>>>

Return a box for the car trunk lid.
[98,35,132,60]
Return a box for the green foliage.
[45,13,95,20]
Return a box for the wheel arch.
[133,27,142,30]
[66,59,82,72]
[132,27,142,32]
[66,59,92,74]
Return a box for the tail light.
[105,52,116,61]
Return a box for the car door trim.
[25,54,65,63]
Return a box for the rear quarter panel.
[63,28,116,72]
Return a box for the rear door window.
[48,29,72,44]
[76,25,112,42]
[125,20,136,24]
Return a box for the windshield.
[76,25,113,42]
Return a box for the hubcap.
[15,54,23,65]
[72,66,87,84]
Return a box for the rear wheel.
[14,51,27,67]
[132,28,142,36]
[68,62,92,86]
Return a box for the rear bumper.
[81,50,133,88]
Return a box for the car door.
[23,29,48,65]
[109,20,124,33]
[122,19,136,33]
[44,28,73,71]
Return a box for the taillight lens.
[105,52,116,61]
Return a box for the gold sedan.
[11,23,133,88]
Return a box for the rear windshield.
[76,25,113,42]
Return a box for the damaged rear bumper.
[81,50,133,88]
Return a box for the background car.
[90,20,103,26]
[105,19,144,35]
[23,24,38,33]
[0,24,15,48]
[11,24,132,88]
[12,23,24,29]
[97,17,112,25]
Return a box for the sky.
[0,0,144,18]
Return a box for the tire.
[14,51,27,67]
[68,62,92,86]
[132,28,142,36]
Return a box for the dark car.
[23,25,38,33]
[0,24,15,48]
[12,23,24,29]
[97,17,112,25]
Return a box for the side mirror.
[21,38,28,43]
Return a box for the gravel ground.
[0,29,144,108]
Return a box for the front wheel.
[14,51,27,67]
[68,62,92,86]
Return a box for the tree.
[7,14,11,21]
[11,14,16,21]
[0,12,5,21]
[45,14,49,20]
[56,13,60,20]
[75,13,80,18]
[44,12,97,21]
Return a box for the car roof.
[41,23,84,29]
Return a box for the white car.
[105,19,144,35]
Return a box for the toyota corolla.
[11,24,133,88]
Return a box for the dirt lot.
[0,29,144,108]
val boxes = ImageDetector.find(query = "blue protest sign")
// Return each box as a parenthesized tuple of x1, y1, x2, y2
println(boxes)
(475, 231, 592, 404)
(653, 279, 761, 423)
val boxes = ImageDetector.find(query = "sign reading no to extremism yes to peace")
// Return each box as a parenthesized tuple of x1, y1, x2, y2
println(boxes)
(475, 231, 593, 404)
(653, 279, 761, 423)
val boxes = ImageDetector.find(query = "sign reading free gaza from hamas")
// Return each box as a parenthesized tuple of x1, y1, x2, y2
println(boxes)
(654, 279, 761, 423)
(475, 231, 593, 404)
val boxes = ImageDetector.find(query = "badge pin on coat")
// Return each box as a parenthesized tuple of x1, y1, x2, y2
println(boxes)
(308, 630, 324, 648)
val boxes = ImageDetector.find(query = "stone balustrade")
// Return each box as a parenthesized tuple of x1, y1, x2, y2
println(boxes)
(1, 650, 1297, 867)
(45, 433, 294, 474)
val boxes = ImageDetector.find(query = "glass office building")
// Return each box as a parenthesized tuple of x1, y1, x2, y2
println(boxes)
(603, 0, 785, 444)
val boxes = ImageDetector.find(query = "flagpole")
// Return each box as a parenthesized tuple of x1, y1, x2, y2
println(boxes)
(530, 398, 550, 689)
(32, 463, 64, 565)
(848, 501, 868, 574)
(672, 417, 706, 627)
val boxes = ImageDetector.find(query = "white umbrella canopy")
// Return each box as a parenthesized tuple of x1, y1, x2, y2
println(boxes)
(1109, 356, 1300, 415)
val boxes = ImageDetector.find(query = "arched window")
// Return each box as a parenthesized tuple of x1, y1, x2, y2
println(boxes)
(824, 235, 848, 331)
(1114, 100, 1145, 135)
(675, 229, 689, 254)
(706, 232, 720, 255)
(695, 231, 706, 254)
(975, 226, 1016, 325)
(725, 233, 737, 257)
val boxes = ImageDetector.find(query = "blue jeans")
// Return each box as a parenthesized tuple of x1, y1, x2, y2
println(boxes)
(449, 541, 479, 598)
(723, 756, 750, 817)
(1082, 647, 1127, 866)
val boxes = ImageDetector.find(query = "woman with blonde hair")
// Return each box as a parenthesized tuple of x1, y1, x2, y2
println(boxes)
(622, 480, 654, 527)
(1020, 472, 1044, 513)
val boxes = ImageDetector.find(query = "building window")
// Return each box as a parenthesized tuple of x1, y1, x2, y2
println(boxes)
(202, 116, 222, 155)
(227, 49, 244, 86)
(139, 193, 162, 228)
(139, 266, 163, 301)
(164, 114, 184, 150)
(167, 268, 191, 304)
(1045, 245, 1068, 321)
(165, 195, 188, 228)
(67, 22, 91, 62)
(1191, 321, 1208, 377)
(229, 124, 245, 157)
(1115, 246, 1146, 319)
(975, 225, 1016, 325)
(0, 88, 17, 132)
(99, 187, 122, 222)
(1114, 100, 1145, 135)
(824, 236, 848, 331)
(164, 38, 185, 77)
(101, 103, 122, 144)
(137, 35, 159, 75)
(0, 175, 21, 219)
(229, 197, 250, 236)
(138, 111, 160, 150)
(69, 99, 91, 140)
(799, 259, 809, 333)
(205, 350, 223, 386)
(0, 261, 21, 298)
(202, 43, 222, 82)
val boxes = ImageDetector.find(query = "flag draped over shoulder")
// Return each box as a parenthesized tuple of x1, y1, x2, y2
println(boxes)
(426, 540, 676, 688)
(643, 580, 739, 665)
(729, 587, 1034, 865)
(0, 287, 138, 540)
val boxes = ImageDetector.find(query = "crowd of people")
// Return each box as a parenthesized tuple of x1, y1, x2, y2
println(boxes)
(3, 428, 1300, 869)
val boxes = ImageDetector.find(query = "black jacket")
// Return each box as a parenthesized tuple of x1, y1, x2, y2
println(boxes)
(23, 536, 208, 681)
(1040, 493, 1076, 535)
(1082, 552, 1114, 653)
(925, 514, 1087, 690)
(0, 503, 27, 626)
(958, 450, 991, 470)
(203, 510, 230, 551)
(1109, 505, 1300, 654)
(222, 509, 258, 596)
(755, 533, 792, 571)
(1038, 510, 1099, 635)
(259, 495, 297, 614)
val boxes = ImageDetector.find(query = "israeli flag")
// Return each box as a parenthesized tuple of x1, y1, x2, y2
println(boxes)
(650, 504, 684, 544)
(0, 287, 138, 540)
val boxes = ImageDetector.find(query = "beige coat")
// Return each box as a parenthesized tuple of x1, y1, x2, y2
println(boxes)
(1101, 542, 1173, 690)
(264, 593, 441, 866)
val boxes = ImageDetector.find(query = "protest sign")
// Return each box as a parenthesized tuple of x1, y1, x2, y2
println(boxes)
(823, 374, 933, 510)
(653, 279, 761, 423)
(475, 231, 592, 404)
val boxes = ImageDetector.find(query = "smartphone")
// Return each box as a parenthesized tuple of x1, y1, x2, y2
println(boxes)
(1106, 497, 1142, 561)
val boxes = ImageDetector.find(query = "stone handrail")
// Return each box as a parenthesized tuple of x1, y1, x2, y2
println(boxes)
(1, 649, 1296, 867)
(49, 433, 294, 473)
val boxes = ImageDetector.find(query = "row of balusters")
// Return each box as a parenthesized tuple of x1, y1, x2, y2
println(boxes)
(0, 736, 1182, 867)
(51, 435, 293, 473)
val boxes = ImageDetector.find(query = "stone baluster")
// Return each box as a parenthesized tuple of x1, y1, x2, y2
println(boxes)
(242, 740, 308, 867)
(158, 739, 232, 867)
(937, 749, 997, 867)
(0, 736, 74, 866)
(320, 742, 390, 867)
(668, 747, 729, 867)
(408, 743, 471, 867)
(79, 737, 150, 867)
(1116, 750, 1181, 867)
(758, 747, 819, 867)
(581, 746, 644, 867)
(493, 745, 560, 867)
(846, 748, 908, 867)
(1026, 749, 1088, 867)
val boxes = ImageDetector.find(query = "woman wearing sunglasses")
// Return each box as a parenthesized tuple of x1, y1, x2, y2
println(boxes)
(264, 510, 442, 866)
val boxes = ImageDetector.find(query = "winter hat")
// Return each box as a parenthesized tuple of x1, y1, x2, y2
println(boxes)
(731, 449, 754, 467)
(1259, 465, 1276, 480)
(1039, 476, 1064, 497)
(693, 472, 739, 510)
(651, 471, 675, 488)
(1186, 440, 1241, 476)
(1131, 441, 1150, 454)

<<<

--- About this exercise ---
Copy out every line of the entries where the string "stone" shows up.

--- Response box ---
val boxes = ImageDetector.find(query = "stone balustrade")
val boxes = ImageDetector.find(query = "stone handrail")
val boxes = ImageDetector.find(query = "stone baluster")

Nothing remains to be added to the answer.